[Saved data entries]
--------
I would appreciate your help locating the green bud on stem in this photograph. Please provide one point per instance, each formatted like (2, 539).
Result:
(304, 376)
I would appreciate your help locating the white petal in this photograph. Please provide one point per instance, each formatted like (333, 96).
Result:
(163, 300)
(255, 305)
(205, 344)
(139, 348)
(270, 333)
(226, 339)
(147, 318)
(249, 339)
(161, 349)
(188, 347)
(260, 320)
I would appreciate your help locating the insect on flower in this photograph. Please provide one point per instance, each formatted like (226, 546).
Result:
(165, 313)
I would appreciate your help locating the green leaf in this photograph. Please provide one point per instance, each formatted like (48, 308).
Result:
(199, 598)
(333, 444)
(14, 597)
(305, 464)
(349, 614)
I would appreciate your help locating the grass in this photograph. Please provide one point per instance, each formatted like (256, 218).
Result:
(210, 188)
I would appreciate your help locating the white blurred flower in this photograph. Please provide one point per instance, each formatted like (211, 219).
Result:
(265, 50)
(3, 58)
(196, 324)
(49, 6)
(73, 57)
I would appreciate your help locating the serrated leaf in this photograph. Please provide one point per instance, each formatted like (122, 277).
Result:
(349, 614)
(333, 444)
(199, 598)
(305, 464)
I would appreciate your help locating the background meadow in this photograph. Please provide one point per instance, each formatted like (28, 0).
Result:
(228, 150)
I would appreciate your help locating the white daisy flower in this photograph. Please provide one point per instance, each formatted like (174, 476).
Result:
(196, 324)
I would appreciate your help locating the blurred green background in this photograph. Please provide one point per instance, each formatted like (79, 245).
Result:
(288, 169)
--------
→ **WORK INSTRUCTION**
Extract every line from the records above that contains the word "blurred".

→ **SOLUTION FOR THIS EXERCISE**
I would appreciate your help locating the white blurred flower in this photograph. Please provide one point per instance, each formatted like (211, 219).
I would appreciate your help locating the blurred green background in this photograph. Please provide one point per instance, each formatted like (79, 245).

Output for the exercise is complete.